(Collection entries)
◆ ◆ ◆ ◆ ◆

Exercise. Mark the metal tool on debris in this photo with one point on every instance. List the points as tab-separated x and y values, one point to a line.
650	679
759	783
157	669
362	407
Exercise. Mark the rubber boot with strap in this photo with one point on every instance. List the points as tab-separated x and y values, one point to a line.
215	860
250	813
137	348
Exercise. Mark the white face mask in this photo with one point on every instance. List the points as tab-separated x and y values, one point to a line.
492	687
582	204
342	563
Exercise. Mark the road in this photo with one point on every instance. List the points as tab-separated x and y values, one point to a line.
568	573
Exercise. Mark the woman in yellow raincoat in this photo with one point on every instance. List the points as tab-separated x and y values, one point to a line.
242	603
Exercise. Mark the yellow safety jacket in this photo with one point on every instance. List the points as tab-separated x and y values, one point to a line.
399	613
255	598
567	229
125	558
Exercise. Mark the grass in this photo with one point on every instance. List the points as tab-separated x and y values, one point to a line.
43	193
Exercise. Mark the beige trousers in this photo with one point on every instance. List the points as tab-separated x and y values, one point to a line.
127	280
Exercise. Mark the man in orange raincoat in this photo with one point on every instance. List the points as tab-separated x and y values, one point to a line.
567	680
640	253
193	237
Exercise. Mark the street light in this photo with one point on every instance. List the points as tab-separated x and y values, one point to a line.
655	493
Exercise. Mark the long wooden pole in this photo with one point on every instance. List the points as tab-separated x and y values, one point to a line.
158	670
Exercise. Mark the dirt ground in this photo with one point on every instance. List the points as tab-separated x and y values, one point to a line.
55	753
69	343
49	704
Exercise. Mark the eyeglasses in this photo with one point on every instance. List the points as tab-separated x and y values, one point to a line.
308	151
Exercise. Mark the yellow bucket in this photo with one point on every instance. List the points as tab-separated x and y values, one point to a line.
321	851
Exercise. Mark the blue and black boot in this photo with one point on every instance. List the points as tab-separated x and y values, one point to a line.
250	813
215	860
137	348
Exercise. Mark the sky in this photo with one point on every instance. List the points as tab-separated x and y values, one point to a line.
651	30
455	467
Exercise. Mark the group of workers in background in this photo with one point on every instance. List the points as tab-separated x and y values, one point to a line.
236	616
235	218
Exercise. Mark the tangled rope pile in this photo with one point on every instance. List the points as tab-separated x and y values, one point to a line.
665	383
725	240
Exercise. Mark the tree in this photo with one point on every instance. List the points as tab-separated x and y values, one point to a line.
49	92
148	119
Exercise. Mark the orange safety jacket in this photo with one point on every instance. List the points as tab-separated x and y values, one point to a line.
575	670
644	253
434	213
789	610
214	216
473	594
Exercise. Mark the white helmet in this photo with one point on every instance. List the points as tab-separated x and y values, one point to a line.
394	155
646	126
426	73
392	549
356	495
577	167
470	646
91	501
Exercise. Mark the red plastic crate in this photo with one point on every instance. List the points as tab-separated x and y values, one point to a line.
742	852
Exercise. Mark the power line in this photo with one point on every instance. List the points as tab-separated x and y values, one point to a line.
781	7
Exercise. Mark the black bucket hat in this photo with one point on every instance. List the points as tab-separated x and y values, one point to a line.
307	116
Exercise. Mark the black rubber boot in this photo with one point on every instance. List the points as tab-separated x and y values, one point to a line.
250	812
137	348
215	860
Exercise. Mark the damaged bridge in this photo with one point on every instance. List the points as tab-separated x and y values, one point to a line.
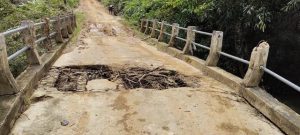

◆ ◆ ◆ ◆ ◆

SHORT EXERCISE: Which lines in the rows above contain the word "raincoat"? Copy each of those lines in full.

OUTPUT FOR THIS EXERCISE:
Exercise. Mark the woman in yellow raincoat in this photo with one point on every instance. List the points as tab-separated x and y values, one point to a line.
Exercise. Mark the man in orange raincoat in this photo with one point on every instance. List the points as tab-separated x and y values, one point to a line.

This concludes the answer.